* start *

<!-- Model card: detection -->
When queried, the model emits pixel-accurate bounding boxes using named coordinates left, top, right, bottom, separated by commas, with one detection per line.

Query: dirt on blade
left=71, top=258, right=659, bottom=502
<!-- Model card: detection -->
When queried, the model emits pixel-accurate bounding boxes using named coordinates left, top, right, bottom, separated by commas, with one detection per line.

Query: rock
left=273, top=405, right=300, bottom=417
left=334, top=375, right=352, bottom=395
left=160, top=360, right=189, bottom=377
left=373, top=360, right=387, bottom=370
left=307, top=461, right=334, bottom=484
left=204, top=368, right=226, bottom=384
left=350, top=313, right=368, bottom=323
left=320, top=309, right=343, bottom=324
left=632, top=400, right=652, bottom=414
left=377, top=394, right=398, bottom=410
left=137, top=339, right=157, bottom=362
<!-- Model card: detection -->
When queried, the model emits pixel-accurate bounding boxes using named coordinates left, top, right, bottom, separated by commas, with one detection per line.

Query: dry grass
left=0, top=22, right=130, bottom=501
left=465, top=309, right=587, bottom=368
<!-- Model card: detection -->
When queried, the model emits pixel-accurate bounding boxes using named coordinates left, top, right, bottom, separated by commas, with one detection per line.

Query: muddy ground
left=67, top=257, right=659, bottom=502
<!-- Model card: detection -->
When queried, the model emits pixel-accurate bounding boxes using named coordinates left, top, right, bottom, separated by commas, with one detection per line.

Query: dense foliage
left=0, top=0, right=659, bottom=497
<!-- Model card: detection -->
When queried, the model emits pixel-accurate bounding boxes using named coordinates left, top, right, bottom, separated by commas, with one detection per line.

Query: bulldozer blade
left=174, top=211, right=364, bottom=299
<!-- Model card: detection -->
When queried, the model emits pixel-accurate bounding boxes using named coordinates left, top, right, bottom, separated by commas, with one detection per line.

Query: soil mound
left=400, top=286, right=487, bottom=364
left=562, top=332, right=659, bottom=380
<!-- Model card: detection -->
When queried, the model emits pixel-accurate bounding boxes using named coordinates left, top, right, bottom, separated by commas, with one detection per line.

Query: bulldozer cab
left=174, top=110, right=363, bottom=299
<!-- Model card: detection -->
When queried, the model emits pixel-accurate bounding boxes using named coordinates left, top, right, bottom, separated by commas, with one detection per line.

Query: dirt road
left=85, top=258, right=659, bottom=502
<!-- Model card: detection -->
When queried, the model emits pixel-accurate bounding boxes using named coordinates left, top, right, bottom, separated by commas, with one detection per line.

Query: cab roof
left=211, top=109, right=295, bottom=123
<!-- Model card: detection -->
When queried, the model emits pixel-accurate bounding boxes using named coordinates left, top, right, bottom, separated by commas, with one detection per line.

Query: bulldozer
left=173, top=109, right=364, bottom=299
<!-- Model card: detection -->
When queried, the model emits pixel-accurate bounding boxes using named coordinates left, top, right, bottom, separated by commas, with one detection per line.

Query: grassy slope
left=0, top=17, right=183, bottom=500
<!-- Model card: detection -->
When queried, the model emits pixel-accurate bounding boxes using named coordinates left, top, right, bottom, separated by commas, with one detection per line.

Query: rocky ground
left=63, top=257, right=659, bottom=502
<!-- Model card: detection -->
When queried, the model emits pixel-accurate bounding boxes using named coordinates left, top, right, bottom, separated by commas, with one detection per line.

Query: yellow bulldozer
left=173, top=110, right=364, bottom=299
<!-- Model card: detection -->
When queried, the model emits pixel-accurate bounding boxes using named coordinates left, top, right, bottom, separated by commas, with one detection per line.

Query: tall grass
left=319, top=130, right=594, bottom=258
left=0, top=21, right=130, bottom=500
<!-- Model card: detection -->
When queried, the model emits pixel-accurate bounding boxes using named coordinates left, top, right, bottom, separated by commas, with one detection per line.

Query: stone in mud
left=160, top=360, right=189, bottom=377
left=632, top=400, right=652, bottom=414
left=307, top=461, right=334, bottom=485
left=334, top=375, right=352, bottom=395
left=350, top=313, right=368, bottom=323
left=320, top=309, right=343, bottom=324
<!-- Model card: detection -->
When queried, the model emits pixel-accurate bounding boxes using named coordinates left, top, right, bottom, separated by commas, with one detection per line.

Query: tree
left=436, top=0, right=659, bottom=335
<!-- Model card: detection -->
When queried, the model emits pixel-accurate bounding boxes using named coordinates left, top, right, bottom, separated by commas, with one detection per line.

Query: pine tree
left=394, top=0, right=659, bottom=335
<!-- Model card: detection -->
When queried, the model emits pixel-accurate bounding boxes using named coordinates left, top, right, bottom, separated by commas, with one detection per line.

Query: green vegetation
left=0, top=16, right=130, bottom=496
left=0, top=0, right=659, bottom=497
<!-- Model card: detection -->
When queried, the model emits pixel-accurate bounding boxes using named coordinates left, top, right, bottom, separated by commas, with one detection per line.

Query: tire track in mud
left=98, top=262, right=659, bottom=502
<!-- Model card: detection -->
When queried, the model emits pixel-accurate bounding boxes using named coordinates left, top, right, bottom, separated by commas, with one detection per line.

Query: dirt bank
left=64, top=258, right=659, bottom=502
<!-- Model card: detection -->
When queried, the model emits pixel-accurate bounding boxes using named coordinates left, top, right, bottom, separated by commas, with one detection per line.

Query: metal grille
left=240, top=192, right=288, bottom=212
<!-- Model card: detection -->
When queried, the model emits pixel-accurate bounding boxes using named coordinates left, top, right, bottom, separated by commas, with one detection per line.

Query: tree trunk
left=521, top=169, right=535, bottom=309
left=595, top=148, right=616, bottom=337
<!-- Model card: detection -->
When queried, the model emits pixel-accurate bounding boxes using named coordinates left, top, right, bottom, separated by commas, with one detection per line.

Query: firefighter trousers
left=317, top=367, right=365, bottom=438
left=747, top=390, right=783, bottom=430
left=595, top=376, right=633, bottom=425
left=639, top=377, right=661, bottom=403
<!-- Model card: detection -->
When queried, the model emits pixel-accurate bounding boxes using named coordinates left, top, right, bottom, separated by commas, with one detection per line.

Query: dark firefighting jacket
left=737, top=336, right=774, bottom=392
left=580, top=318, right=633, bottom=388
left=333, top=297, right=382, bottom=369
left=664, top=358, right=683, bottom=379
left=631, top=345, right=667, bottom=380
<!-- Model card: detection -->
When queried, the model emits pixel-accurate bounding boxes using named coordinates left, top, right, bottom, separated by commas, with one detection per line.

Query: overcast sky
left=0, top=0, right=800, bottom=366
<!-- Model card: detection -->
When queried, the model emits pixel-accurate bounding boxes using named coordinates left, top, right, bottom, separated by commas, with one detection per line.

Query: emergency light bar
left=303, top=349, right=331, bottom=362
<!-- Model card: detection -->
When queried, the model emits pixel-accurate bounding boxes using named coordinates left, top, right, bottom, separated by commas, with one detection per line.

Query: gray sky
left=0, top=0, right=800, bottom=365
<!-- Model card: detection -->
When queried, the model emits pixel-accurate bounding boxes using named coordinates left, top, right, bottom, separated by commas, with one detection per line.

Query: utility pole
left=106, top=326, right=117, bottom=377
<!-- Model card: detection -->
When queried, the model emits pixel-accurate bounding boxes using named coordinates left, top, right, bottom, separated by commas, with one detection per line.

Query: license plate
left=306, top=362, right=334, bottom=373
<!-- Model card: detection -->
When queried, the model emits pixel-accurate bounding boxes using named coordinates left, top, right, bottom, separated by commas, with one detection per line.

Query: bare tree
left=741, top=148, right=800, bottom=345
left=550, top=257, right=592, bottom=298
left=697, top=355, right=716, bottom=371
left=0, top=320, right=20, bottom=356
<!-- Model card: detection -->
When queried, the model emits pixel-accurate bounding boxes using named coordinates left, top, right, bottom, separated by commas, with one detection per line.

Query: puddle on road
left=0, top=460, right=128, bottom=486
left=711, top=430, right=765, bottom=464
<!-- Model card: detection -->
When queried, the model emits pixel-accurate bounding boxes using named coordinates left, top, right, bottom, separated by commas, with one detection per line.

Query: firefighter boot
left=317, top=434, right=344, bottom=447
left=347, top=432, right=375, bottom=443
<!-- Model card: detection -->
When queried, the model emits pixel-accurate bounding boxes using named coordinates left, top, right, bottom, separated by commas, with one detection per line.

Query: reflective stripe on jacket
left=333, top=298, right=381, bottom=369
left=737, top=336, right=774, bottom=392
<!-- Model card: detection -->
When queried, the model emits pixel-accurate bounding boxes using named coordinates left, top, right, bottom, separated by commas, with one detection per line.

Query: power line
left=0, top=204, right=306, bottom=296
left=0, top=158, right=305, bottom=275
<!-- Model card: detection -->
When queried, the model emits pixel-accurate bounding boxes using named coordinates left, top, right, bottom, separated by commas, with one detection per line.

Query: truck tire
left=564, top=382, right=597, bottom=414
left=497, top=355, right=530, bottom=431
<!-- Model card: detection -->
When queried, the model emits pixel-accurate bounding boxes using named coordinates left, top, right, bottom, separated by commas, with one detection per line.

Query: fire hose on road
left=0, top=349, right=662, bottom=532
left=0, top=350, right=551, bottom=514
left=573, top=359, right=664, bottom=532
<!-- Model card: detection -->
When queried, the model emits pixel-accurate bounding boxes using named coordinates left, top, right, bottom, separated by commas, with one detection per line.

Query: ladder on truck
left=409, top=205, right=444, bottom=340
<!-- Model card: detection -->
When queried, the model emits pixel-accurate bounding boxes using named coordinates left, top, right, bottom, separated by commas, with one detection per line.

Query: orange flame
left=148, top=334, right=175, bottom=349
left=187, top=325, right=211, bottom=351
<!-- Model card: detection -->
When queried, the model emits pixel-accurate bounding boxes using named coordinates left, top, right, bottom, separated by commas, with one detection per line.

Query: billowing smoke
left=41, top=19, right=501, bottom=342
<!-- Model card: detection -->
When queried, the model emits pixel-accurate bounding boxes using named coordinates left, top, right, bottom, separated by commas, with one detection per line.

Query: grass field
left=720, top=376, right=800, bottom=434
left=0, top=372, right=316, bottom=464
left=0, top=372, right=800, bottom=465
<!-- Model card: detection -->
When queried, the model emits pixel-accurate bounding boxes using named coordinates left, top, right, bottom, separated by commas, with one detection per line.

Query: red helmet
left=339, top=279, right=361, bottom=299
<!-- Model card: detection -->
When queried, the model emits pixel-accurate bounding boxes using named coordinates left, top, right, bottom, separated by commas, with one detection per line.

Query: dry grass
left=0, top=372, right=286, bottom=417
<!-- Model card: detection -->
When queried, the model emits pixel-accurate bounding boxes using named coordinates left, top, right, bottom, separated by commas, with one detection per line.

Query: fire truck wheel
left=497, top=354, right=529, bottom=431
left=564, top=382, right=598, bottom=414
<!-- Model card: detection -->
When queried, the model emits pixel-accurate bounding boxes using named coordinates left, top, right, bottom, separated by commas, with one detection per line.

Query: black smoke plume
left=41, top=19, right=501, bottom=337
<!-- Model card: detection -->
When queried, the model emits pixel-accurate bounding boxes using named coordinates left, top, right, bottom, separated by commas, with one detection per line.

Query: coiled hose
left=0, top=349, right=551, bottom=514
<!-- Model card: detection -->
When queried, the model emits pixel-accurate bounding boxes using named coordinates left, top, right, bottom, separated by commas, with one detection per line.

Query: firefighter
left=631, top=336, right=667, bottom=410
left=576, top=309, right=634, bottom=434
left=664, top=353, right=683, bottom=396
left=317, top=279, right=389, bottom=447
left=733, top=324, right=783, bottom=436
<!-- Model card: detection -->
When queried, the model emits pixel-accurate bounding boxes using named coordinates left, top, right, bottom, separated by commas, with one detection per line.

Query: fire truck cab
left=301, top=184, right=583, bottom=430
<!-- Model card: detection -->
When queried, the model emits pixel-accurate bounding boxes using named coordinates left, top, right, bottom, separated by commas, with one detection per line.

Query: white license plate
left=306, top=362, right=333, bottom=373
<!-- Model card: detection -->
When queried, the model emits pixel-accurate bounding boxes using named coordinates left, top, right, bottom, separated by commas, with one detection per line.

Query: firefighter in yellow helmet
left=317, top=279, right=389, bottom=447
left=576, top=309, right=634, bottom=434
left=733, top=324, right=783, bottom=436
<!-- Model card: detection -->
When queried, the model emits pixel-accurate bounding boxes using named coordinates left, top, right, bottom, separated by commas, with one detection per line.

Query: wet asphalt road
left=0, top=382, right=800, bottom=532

* end *

## EXERCISE INSTRUCTIONS
Convert the stretch of material from its very start through the line containing "left=71, top=258, right=659, bottom=502" into a Markdown table with the columns Row and Line, giving each line its own numbered row and omitting blank lines.

## OUTPUT FOR THIS TASK
| Row | Line |
|---|---|
| 1 | <!-- Model card: detection --> |
| 2 | When queried, the model emits pixel-accurate bounding boxes using named coordinates left, top, right, bottom, separated by commas, with one detection per line. |
| 3 | Query: dirt on blade |
| 4 | left=71, top=258, right=659, bottom=502 |